- **TASK TO COMPLETE**
Pick out each line of the material that contains the word "black" and copy it out. Only matches with the same upper and lower case count.

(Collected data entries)
....

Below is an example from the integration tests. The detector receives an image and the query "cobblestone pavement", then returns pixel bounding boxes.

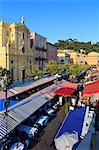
[32,106,65,150]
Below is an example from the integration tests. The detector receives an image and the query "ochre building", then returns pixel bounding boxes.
[0,17,33,80]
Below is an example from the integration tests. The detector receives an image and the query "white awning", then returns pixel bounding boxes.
[0,94,48,139]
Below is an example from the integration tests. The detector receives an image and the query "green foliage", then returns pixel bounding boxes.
[45,61,59,75]
[55,39,99,54]
[65,102,71,115]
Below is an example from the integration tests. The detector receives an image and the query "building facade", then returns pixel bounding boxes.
[47,42,57,61]
[87,52,99,65]
[57,50,72,64]
[0,17,33,80]
[30,32,47,67]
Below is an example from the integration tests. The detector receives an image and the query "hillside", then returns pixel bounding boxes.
[55,39,99,54]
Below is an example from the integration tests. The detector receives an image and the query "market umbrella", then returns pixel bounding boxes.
[55,133,79,150]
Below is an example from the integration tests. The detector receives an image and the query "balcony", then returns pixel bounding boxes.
[35,57,47,61]
[35,46,47,51]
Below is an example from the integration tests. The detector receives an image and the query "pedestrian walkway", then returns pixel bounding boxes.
[9,78,35,88]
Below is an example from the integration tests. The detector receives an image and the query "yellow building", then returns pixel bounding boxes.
[57,50,73,64]
[0,17,33,80]
[57,50,87,64]
[87,52,99,65]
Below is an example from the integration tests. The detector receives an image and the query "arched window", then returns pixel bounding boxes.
[22,47,25,54]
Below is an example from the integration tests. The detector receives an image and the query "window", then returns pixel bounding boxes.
[22,47,25,54]
[11,60,13,64]
[23,33,24,39]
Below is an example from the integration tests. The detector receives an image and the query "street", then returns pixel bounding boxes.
[32,106,65,150]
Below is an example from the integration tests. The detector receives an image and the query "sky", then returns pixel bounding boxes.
[0,0,99,43]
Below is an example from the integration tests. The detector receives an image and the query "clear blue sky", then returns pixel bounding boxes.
[0,0,99,43]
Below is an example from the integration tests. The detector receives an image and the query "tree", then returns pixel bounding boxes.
[26,68,32,78]
[45,61,59,75]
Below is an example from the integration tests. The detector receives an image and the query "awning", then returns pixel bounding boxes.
[54,88,75,96]
[90,71,99,77]
[0,94,48,139]
[82,80,99,96]
[40,80,71,100]
[63,83,78,89]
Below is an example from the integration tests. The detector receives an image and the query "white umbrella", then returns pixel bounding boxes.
[55,132,78,150]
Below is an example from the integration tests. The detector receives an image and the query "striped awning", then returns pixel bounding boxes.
[0,94,48,139]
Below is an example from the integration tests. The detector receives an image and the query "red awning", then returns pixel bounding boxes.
[82,80,99,96]
[54,88,75,96]
[63,83,78,89]
[90,71,99,77]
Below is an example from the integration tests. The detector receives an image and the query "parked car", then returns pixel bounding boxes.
[35,115,49,127]
[16,125,38,139]
[34,76,39,80]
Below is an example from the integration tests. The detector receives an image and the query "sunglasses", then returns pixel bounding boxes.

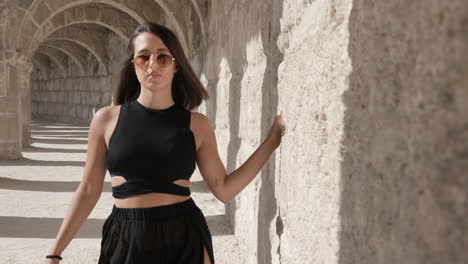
[132,53,175,68]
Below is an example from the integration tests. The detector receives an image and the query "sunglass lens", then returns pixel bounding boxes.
[157,54,172,67]
[135,55,149,66]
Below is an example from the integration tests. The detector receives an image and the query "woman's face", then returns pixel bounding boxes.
[133,32,177,88]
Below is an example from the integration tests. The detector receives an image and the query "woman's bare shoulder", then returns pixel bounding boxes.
[191,112,211,130]
[93,105,120,125]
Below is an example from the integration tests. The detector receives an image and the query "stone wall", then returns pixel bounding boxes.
[31,76,112,123]
[202,1,282,263]
[339,0,468,264]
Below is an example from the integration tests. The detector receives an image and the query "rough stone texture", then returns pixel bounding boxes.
[339,0,468,263]
[202,1,282,263]
[276,1,350,263]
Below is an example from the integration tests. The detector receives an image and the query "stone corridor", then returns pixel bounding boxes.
[0,0,468,264]
[0,120,240,264]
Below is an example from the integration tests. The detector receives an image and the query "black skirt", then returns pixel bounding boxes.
[98,198,215,264]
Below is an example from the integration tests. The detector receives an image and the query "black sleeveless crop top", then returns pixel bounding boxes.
[107,100,196,198]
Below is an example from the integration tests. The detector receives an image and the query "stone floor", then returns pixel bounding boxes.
[0,120,243,264]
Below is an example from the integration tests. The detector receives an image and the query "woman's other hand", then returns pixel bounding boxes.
[266,112,286,149]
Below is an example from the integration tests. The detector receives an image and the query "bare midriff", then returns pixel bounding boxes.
[111,176,192,208]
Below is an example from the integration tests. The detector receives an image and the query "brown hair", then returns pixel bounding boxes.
[113,22,209,110]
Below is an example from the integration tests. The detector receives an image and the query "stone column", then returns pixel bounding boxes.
[16,55,33,146]
[0,50,22,159]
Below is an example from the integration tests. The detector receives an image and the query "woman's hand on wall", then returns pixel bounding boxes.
[266,112,286,149]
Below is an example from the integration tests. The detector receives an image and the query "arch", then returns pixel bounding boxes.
[35,48,67,78]
[39,42,86,75]
[32,53,49,79]
[16,0,187,60]
[190,0,207,47]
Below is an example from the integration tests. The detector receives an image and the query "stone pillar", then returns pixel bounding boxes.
[0,50,22,159]
[16,55,33,146]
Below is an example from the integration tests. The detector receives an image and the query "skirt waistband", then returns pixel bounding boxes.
[111,198,198,221]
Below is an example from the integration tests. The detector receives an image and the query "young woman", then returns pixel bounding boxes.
[46,23,285,264]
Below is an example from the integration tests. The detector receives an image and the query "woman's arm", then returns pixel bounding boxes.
[197,114,285,203]
[47,107,110,263]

....

- **RESPONSE TO THE EXERCISE**
Below is an example from the integration tests. The detector receives an image and the query "black skirt", then returns pixel bounding boxes.
Below is an example from the integration tests. The detector receives an image and the query "black sleeveless crop top", then returns pixel bounding boxes.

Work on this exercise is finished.